▶ What to do:
[a] In the catalyst-deactivation passage, why do the authors judge cyclohexylamine coordination unlikely to be the cause of catalyst deactivation? Answer in one to three sentences.
[b] Render this sentence from the catalyst-deactivation passage in Spanish: "The reaction was significantly slower and gave approximately 15–20% lower conversion."
[c] Reproduce the stretch of the catalyst-deactivation passage from "Fig. 3 ¹³C NMR" through "(lower spectrum, B).".
** BEGIN Selected passage **
As the results show, the maximum conversion reached was limited in all cases, which might be due to catalyst deactivation. In fact Beller and co-workers have shown earlier that the related Shvo's catalyst was inhibited by the coordination of NH₃ as well as by primary amines.¹⁴ They showed that this inhibition became partially reversible at higher temperature. However, even at 150 °C or higher, conversions were generally lower than 85%.⁸ In our case for complex 1 increasing the reaction temperature to 170 °C did increase the conversion, though never reaching more than 80%. Hence we conclude that we are dealing with a different cause of deactivation and decided to study this in more detail. In order to see if we are dealing with product inhibition by primary amines, 20 mol% of cyclohexylamine were added at the start and the reaction was monitored in time (Fig. 2). The reaction was significantly slower and gave approximately 15–20% lower conversion.

Fig. 2 Catalyst inhibition by primary amine (A) compared to the reaction without additional primary amine (B). Conditions: Complex 1 (2 mol%, 0.09 mmol), dicyclohexylamine (4.5 mmol), ^tamylalcohol (9 mL), NH₃(l) (2.5 mmol, 90 mmol, 60 eq.), 170 °C. Cyclohexylamine (20 mol%, 0.9 mmol) added (A). ■ = dicyclohexylamine, ● = cyclohexylamine, ▲ = dicyclohexylimine. Data points for A have been normalized to the actually produced cyclohexylamine.

In order to reveal the inhibiting effect of the primary amine, the reaction of cyclohexylamine with complex 1 was monitored by ¹³C NMR. The Cp ring carbon atoms give a characteristic carbon shift and can probe a change at the Ru centre (106 ppm, Fig. 3A). The resonance at about 197 ppm corresponds to the CO ligands, which can also be used as a probe for changes in the coordination sphere of Ru. The signals between 127–132 ppm belong to the phenyl groups on the Cp ring.

Fig. 3 ¹³C NMR (125.7 MHz, 298 K, CDCl₃) spectrum of complex 1 showing the distinctive Cp carbon shift at 106 ppm (upper spectrum, A), and the resulting complex mixture after treatment with 10 equivalents of cyclohexylamine after 18 h at r.t. (lower spectrum, B).

The addition of primary amine slowly led to an upfield shift of the Cp ring carbon atoms in the ¹³C NMR. After 18 h at r.t., the peak at 106 ppm had completely disappeared and a new peak at 101 ppm was observed (Fig. 3B). There are now 2 carbonyl signals observed, one for the monocarbonyl complex 5 in which one CO of the original complex is replaced by the amine¹⁵ and the other one for the cationic dicarbonyl complex 4, in which the chloride has been replaced by the amine.¹⁶

Investigating the reversibility of the amine coordination and substitution, the mixture consisting of complex 1 and cyclohexylamine was warmed to 60 °C for 1 h. After this time, the peak at 106 ppm is observed again, indicating that cyclohexylamine coordination is indeed reversible (Scheme 2). The process of amine coordination is apparently reversible at already fairly low temperature, and is therefore unlikely to be the cause of catalyst deactivation. However, a small new peak emerges at 97 ppm (Fig. 4A).
** END Selected passage **
** BEGIN Data records **
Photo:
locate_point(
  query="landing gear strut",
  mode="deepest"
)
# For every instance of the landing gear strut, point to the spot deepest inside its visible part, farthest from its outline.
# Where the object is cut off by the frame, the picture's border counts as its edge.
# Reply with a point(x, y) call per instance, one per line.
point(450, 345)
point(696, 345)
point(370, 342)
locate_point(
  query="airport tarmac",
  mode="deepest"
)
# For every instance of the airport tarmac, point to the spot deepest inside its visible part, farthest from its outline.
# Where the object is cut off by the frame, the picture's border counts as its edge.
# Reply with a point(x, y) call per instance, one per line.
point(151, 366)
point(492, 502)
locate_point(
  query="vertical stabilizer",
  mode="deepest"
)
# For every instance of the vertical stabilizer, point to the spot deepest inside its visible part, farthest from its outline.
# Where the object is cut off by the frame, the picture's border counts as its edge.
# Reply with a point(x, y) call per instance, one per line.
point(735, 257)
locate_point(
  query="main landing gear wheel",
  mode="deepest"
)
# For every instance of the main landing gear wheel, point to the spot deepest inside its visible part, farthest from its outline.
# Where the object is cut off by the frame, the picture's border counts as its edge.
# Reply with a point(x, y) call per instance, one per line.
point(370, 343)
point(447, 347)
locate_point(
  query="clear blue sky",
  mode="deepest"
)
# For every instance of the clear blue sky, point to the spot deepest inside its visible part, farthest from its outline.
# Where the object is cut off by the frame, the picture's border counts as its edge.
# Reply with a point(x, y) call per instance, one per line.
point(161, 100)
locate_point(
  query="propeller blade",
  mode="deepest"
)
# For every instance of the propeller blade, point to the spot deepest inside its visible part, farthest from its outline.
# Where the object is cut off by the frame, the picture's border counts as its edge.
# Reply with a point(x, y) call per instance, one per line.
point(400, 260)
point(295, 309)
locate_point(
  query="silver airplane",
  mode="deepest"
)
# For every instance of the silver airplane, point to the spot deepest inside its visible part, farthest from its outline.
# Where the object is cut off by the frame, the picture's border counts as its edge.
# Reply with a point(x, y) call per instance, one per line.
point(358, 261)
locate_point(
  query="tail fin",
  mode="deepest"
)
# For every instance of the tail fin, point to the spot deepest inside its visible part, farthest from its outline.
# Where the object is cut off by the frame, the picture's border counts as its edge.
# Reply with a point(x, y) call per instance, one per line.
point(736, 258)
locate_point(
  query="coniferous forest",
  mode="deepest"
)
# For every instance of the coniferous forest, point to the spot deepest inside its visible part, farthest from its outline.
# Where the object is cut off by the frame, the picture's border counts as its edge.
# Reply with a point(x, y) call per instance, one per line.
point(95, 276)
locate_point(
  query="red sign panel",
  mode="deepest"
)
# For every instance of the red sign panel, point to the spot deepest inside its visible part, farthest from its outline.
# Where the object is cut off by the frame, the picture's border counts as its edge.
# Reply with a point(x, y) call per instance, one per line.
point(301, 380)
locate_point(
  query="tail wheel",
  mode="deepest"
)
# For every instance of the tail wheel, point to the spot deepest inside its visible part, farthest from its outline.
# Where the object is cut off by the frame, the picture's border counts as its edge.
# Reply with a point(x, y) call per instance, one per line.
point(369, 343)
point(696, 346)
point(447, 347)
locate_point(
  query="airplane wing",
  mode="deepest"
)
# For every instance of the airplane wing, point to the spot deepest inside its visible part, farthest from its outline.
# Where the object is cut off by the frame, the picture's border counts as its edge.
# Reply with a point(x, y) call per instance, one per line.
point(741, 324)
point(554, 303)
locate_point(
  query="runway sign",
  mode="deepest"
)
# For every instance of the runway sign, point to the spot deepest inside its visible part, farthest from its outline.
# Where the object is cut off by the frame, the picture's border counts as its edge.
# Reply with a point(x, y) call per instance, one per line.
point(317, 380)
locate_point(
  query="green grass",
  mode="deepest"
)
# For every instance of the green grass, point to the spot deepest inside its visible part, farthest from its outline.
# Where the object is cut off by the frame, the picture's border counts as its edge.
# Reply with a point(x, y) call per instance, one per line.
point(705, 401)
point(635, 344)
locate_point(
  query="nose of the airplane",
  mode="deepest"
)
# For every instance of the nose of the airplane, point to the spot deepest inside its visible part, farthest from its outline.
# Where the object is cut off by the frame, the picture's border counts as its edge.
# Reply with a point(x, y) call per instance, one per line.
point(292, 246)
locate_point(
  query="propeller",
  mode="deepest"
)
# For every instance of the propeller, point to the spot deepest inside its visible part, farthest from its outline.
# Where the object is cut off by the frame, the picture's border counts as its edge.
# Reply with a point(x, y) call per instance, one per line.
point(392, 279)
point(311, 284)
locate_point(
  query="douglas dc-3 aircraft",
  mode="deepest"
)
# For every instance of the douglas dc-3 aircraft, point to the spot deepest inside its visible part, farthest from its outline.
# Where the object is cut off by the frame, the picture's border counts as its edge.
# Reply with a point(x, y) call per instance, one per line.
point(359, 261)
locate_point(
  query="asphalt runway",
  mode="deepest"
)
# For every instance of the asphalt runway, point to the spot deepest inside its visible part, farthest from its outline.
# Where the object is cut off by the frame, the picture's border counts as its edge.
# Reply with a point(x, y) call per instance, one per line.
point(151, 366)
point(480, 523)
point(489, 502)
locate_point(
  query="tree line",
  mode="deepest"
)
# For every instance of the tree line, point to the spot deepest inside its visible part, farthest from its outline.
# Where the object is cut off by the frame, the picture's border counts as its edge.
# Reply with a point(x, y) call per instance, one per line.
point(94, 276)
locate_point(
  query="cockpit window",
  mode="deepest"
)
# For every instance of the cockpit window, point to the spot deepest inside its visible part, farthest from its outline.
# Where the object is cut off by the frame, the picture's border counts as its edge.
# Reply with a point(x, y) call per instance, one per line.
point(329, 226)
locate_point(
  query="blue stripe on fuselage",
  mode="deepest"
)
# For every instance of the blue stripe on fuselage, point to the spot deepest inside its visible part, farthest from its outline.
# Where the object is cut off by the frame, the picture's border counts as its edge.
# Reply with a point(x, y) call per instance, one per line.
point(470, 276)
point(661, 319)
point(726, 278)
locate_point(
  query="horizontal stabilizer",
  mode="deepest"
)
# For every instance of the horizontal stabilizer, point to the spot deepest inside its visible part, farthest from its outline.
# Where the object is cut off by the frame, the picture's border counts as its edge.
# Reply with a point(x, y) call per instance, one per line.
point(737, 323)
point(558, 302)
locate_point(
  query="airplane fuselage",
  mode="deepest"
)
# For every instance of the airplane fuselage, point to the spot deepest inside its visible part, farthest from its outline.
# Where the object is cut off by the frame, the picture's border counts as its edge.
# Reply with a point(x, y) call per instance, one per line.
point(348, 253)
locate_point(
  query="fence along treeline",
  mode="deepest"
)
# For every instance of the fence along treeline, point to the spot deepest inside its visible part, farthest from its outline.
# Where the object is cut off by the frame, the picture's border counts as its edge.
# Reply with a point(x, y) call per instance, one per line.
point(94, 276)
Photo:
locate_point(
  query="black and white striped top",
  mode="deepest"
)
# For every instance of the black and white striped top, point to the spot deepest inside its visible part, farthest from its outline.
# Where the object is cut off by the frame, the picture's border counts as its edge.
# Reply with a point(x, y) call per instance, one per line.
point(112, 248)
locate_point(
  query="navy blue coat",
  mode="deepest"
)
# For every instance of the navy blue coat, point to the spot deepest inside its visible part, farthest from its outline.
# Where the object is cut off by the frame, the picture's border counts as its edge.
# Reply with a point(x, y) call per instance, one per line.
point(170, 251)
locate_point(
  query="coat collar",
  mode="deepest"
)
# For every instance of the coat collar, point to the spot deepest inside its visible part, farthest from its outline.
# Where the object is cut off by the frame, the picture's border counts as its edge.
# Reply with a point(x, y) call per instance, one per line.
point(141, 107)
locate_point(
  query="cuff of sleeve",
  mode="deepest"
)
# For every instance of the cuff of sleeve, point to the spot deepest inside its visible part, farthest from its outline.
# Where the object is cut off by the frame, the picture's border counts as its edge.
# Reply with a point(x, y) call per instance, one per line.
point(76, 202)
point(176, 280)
** END Data records **
▶ Responses per task:
[a] After the mixture of complex 1 and cyclohexylamine was warmed to 60 °C for 1 h, the peak at 106 ppm appeared again. This shows that the amine coordination is reversible. Because it reverses at a fairly low temperature, the authors consider it an unlikely cause of the deactivation.

[b] La reacción fue significativamente más lenta y dio una conversión aproximadamente un 15–20 % menor.

[c]
Fig. 3 ¹³C NMR (125.7 MHz, 298 K, CDCl₃) spectrum of complex 1 showing the distinctive Cp carbon shift at 106 ppm (upper spectrum, A), and the resulting complex mixture after treatment with 10 equivalents of cyclohexylamine after 18 h at r.t. (lower spectrum, B).